◆ Written exercise ◆
Can you copy every line of the items below without changing a single character?

◆ Data provided ◆
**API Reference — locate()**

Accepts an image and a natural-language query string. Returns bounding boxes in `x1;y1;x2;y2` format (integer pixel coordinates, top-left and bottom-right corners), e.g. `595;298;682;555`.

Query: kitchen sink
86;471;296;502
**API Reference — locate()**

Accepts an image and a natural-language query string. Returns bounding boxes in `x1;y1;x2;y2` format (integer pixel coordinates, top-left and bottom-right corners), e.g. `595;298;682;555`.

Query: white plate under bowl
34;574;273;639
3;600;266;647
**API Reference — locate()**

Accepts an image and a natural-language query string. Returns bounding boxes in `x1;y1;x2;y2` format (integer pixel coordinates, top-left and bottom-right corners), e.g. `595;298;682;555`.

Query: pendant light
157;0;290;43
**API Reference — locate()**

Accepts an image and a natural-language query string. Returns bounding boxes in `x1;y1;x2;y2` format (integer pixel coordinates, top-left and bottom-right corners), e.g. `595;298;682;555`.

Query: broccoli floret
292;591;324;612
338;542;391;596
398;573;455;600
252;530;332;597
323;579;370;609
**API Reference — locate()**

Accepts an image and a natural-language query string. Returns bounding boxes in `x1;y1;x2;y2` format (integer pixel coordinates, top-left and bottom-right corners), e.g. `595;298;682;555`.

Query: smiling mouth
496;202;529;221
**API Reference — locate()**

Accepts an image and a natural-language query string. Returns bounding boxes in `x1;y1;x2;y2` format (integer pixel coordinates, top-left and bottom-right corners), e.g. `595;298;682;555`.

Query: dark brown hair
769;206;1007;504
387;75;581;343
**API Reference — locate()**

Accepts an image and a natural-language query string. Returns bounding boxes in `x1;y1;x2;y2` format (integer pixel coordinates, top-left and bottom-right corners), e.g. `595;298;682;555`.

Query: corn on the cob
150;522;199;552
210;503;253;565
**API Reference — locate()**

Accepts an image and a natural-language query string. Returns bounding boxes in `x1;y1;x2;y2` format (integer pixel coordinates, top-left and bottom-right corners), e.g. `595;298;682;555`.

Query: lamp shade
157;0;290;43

◆ Problem solution ◆
**API Reference — locate()**

Accepts an image and a natural-language query string. Returns bounding boxes in `x1;y1;x2;y2` format (integer pixel coordinates, top-left and bottom-right corners), e.g. `595;298;682;555`.

Query: kitchen sink
86;471;296;502
**API Reference — locate()**

Accepts an image and a natural-language query string. Returns bounding boxes in `x1;y1;x2;y2` format (integer pixel coordinates, top-left and bottom-right corners), e.g. `595;298;682;555`.

Query: white plate under bowl
34;574;273;639
3;600;266;647
**API Reference — locate()**

Accepts an image and a natural-language query string. Returns bounding boxes in `x1;y1;x2;y2` format (integer pixel coordinates, top-left and bottom-right corners), e.g. `595;298;682;555`.

Query: pendant light
157;0;290;43
**API Reference — locate()**

Accepts an image and a natural-language query string. Returns bounding boxes in `x1;y1;x2;y2` format (integer pixel coordinates, top-left and bottom-right corners), e.g. `595;298;682;555`.

Query: broccoli floret
292;591;324;612
338;542;391;596
398;573;455;600
252;530;332;597
323;579;370;609
**API Reference — locate()**

Accepts an image and a natural-language query string. Returns bounding boxes in `x1;y1;x2;y2` format (integer pixel coordinates, top-left and bottom-right corners), e.g. `595;298;682;555`.

Query: smiling mouth
496;202;529;221
**API Reference — locate()**

Accepts an image and a natural-language query string. Returns bounding boxes in `x1;y1;x2;y2` format (integer pixel coordinates, top-left and bottom-right corners), e.g. `595;298;682;555`.

Query: dark brown hair
769;206;1007;504
387;75;581;343
**API Reference — locate()**

Accepts an image and a natural-language query string. Returns bounding boxes in `x1;y1;x2;y2` format (integer pixel coordinates, top-left and bottom-right corners), e.g. `595;298;682;555`.

Query: corn on the cob
150;522;199;552
210;503;253;565
**API Reference — locate()**

Accepts an image and a natural-language query string. Returns bounding boxes in `x1;y1;x2;y2` format (integer pixel coordinates, top-left and bottom-right corners), e.g. `595;298;682;555`.

Query: lamp shade
157;0;290;43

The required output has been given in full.